Exercise instructions:
Restate word for word the lines that run from the one containing "point_to finds the white dress" to the last line of the data, both ends included.

Data section:
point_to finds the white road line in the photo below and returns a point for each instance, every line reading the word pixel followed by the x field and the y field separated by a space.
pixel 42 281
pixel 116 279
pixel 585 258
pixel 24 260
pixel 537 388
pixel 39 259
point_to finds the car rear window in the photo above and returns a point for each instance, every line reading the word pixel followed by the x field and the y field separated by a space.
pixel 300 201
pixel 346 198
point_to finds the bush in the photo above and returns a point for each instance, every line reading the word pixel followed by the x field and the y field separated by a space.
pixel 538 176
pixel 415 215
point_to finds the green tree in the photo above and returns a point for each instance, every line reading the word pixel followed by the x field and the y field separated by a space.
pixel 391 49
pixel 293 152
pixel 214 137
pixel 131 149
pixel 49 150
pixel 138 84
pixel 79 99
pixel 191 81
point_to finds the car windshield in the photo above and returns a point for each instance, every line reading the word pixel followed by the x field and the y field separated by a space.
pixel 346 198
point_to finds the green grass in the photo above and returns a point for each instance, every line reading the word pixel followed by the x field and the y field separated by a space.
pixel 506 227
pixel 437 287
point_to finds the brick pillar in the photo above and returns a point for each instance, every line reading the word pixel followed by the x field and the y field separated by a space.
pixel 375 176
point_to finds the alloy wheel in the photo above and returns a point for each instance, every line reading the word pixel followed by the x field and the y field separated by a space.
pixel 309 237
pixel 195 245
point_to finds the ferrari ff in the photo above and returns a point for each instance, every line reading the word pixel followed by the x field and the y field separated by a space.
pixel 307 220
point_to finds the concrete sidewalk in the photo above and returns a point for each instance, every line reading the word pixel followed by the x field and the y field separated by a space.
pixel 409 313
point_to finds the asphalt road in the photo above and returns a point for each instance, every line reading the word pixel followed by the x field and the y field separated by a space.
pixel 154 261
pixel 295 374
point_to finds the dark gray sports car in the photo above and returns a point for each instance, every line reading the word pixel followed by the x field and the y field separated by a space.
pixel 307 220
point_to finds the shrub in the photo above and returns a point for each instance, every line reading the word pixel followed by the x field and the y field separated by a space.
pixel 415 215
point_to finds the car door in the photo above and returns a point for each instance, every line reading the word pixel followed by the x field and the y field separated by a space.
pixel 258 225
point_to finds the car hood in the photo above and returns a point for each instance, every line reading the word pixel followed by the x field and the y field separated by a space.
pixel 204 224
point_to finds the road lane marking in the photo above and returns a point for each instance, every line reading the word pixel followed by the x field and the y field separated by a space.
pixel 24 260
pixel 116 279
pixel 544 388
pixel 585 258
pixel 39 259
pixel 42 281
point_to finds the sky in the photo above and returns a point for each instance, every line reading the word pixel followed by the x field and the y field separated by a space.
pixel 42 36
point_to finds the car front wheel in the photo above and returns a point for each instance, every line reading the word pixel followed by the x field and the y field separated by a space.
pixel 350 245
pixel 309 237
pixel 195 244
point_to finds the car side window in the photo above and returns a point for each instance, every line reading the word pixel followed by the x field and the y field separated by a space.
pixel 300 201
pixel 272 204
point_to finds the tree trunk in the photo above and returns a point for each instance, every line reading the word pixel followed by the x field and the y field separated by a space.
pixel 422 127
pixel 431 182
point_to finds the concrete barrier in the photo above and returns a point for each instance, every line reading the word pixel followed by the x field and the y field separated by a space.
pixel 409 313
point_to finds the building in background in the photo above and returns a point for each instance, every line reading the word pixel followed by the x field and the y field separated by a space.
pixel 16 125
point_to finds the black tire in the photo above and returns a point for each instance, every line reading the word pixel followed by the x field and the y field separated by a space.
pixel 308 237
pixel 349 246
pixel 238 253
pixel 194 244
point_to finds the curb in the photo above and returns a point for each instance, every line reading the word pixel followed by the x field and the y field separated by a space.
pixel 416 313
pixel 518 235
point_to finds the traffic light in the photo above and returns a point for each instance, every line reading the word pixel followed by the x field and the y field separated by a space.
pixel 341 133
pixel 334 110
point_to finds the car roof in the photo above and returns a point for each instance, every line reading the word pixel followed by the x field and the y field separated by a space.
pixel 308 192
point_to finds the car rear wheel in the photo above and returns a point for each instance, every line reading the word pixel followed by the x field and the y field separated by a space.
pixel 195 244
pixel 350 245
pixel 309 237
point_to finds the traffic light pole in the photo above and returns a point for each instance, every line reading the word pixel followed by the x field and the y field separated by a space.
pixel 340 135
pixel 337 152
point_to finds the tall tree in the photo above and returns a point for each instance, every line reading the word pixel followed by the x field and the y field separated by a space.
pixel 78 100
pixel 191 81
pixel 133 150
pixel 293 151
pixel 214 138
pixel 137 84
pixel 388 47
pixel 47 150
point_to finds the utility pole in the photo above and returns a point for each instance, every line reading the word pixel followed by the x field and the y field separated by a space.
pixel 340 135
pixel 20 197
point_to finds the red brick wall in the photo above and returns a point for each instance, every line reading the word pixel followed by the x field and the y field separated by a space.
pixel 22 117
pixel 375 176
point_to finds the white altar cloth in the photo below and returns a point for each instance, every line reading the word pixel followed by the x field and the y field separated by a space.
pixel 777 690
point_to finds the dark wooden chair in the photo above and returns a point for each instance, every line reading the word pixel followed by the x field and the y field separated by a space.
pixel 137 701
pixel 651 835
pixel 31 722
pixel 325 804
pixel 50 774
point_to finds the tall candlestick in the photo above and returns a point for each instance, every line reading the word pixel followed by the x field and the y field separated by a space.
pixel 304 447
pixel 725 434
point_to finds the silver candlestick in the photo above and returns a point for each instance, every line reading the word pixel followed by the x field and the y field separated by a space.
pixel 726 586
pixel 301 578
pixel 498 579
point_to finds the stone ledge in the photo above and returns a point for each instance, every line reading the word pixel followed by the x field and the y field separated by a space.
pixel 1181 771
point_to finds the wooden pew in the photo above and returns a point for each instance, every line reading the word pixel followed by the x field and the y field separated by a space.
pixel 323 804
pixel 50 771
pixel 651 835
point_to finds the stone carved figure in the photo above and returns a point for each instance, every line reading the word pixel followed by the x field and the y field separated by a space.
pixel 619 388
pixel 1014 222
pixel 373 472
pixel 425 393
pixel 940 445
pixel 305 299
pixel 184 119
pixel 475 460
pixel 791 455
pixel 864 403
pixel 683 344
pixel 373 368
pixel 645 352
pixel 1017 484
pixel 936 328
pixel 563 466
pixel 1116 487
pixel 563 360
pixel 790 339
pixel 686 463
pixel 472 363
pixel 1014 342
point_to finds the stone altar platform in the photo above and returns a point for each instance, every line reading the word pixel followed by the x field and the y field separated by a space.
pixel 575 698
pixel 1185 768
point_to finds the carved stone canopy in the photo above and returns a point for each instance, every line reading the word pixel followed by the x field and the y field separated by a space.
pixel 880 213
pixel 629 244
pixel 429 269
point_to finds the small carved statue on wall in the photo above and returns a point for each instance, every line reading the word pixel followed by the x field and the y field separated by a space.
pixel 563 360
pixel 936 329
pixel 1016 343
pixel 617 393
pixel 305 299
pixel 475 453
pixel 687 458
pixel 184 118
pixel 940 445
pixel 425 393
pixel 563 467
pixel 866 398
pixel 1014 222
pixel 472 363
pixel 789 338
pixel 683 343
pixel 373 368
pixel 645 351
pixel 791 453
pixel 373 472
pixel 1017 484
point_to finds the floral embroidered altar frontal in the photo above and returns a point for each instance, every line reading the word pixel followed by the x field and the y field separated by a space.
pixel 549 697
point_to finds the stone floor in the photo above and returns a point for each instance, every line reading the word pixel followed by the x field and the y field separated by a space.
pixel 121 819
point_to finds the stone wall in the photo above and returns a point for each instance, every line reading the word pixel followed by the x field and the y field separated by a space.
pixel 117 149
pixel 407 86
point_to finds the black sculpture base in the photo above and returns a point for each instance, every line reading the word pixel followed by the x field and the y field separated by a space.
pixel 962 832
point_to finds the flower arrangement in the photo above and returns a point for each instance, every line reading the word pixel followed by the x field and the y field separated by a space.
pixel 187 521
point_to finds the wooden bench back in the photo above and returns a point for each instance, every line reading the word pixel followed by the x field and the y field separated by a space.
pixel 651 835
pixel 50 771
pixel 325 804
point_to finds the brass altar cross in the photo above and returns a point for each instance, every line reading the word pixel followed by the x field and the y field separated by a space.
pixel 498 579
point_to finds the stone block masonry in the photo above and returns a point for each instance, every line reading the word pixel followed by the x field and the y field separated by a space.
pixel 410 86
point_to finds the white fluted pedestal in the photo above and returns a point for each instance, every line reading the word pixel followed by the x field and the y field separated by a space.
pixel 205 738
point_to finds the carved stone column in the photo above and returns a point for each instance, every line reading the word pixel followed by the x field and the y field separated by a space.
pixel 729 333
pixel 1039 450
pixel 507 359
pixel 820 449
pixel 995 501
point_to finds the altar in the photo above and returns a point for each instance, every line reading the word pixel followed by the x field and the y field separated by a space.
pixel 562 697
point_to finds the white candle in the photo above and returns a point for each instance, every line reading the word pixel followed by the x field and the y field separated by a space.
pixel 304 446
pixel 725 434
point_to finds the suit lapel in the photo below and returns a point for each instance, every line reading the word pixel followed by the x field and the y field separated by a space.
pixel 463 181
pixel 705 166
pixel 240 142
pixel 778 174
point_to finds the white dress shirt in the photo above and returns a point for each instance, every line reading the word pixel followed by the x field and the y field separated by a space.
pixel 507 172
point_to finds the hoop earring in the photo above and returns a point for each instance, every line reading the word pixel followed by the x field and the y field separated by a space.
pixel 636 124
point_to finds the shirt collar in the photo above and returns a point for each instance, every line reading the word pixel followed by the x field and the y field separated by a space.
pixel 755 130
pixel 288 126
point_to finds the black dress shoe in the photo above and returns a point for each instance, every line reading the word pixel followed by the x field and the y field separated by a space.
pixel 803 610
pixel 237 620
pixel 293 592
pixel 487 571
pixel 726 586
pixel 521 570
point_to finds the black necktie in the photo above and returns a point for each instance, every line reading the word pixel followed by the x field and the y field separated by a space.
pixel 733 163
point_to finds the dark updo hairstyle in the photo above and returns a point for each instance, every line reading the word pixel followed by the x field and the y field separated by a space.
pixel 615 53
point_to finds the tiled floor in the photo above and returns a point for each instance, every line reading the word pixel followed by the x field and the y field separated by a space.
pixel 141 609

Response to the task:
point_to finds the white dress shirt in the photo above and returns a point for each instance, every line reading the word pixel followed by the x field and the y field separated by a space.
pixel 507 172
point_to finds the hoop earring in the photo above and returns a point for each instance, every line reading the word pixel followed by the x field and the y field separated by a space.
pixel 636 124
point_to finds the shirt collar in the photo above and returns a point for each instance, every line reading the word pixel followed by the x field and the y field separated by a space.
pixel 755 130
pixel 288 126
point_to finds the black dress shoe in the photo above and returns a point for each instance, every line reading the word pixel followed by the x field and the y field separated by a space.
pixel 803 610
pixel 237 620
pixel 293 592
pixel 487 571
pixel 726 586
pixel 521 570
point_to finds the black necktie in the photo above and returns a point for each instance, every line reading the word pixel followed by the x field and the y field separated by a space.
pixel 733 163
point_to finds the dark updo hairstyle in the photo above and returns a point for each instance, every line reading the word pixel followed by the x field and the y field separated by a space.
pixel 615 53
point_to finds the tiled floor in the photo above and returns a point for each instance, every line reading the word pixel followed by the x field and the y field separated by a space.
pixel 141 609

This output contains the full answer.